→ WORK REQUEST: All entries are to be printed again exactly, with their images omitted.

(Stored data entries)
—————

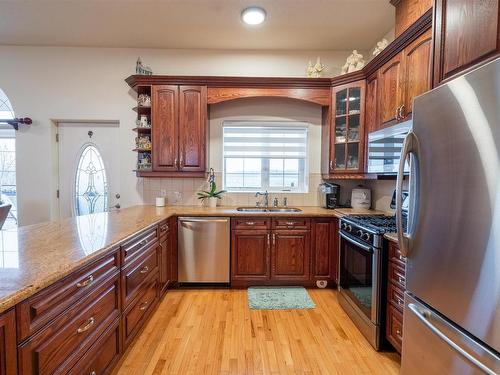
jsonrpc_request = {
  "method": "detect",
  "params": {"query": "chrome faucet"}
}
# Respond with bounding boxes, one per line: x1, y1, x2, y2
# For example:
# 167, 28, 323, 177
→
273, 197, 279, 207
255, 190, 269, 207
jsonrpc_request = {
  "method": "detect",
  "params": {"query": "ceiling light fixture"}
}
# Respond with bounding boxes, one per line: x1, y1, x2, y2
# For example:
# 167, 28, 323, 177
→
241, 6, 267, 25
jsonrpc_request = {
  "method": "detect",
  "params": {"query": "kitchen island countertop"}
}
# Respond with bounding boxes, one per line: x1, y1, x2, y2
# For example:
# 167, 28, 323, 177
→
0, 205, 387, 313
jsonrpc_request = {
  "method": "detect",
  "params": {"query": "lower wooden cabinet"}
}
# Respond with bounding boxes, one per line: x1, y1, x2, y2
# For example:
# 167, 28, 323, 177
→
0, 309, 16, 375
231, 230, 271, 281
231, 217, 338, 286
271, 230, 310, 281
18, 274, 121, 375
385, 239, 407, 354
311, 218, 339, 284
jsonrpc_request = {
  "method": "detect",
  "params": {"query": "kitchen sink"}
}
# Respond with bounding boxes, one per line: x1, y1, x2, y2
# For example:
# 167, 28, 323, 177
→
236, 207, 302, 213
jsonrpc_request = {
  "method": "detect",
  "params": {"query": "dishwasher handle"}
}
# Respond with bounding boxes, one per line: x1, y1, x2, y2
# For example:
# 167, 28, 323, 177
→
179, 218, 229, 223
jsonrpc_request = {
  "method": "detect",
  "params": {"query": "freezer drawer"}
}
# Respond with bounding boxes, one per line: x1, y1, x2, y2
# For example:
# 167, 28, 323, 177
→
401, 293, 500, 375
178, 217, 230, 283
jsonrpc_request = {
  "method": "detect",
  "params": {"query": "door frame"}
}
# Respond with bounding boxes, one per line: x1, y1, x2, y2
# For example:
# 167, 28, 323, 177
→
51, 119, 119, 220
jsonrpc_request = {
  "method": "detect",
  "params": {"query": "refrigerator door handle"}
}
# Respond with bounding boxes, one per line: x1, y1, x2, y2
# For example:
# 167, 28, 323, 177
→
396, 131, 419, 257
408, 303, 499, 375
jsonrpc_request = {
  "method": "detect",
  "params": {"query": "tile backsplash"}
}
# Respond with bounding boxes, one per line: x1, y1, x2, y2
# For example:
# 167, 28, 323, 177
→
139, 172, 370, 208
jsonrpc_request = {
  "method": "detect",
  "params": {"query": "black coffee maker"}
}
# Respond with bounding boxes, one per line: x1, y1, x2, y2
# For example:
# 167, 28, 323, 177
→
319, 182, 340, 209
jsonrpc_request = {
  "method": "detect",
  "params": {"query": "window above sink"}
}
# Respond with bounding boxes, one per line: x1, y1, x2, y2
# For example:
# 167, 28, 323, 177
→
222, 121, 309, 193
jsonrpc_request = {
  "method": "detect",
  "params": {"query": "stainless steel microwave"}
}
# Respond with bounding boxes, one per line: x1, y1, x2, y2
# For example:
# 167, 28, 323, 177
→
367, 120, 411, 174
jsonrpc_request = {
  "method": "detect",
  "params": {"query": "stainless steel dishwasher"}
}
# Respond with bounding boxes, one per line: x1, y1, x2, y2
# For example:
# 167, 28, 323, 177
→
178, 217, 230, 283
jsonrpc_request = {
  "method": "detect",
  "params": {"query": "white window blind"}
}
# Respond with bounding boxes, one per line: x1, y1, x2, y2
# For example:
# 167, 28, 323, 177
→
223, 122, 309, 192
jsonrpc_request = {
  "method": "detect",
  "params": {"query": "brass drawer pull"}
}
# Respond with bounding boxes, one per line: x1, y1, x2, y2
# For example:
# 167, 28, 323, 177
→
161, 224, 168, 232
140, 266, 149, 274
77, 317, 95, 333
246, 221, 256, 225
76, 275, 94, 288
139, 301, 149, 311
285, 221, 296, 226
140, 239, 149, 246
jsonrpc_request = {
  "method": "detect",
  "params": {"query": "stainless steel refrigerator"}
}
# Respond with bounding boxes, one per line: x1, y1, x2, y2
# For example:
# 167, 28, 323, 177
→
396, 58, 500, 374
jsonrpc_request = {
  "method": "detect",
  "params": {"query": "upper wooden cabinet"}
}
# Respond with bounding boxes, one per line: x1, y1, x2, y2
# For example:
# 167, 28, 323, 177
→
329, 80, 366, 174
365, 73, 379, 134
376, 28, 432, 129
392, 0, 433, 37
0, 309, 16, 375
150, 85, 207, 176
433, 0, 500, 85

—————

→ THE ANSWER:
jsonrpc_request = {
  "method": "detect",
  "params": {"query": "chrome faucet"}
}
# Respond with bounding boxes, one per line: x1, y1, x2, y2
# For example:
# 167, 28, 323, 177
→
273, 197, 279, 207
255, 190, 269, 207
jsonrpc_request = {
  "method": "detect",
  "params": {"query": "ceiling light fixture"}
}
# Respond with bounding boxes, one per line: x1, y1, x2, y2
# For example:
# 167, 28, 323, 177
→
241, 6, 267, 25
jsonrpc_request = {
  "method": "detect",
  "params": {"query": "kitchen island countertop"}
}
# Respond with bounding boxes, one per line: x1, y1, x2, y2
# For example:
# 167, 28, 323, 177
→
0, 205, 387, 313
jsonrpc_request = {
  "method": "detect",
  "params": {"query": "lower wooden cabinet"}
}
# Respond with bounding boxes, one per line: x1, y1, x2, y2
# For example:
# 167, 28, 323, 177
→
0, 309, 16, 375
231, 230, 271, 281
231, 217, 338, 286
271, 230, 310, 281
18, 274, 121, 375
385, 239, 407, 354
311, 218, 339, 284
jsonrpc_request = {
  "method": "detect",
  "params": {"query": "kitchen sink"}
}
# Respond with bounding boxes, one per line: x1, y1, x2, y2
# For example:
# 167, 28, 323, 177
→
236, 207, 302, 213
jsonrpc_request = {
  "method": "detect",
  "params": {"query": "dishwasher handle"}
}
# Respond with bounding boxes, one per line: x1, y1, x2, y2
# For example:
# 167, 28, 323, 177
→
179, 218, 229, 223
jsonrpc_request = {
  "method": "detect",
  "params": {"query": "freezer drawer"}
}
# Respond with bounding boxes, one per line: x1, y1, x2, y2
# For example:
# 167, 28, 323, 177
→
401, 293, 500, 375
178, 217, 230, 283
jsonrpc_request = {
  "method": "detect",
  "params": {"query": "door frame"}
}
# Respond with bounding boxes, one per line: x1, y1, x2, y2
# For example:
# 167, 28, 323, 177
→
51, 119, 119, 220
jsonrpc_request = {
  "method": "detect",
  "params": {"query": "refrigerator door handle"}
}
# Respond with bounding boxes, one per line: x1, y1, x2, y2
# For example:
# 167, 28, 323, 177
→
396, 131, 419, 257
408, 303, 499, 375
jsonrpc_request = {
  "method": "detect",
  "params": {"query": "tile backsplash"}
}
# Respond with bounding boxes, one per line: x1, y1, x2, y2
# For example:
# 167, 28, 323, 177
→
139, 172, 370, 208
jsonrpc_request = {
  "method": "detect",
  "params": {"query": "black coffee maker"}
}
# Respond with bounding boxes, one per line: x1, y1, x2, y2
# For example:
# 167, 28, 323, 177
→
319, 182, 340, 209
jsonrpc_request = {
  "method": "detect",
  "params": {"query": "window above sink"}
}
# Respond with bounding boxes, one per line: x1, y1, x2, y2
# For example:
# 167, 28, 323, 177
→
222, 121, 309, 193
jsonrpc_request = {
  "method": "detect",
  "params": {"query": "stainless steel microwave"}
}
# Respond with bounding boxes, one per line: x1, y1, x2, y2
# For example:
# 167, 28, 323, 177
→
367, 120, 411, 174
jsonrpc_request = {
  "method": "detect",
  "params": {"query": "stainless steel dishwasher"}
}
# Respond with bounding boxes, one per line: x1, y1, x2, y2
# For example:
# 167, 28, 323, 177
→
178, 217, 230, 283
jsonrpc_request = {
  "method": "detect",
  "params": {"query": "white window blind"}
}
# Respond with bounding boxes, one per line: x1, y1, x2, y2
# For example:
# 167, 28, 323, 177
→
223, 122, 309, 192
jsonrpc_request = {
  "method": "detect",
  "params": {"query": "brass drawer pull"}
}
# Respond with bounding boxes, one per line: x1, y1, x2, y2
# For example:
# 167, 28, 323, 177
→
161, 224, 168, 232
140, 266, 149, 274
77, 317, 95, 333
246, 221, 256, 225
76, 275, 94, 288
139, 301, 149, 311
285, 221, 296, 226
140, 239, 149, 246
jsonrpc_request = {
  "method": "detect",
  "params": {"query": "stainless steel refrigerator"}
}
# Respond with bounding boxes, one per line: x1, y1, x2, y2
# For example:
# 167, 28, 323, 177
→
396, 58, 500, 374
jsonrpc_request = {
  "method": "detect",
  "params": {"query": "upper wooden cabinet"}
}
# Respond with bounding boxes, one per line: x1, y1, x2, y2
# For example:
# 167, 28, 323, 177
→
329, 80, 366, 174
365, 73, 379, 134
376, 28, 432, 129
392, 0, 433, 37
0, 309, 16, 375
150, 85, 207, 176
433, 0, 500, 85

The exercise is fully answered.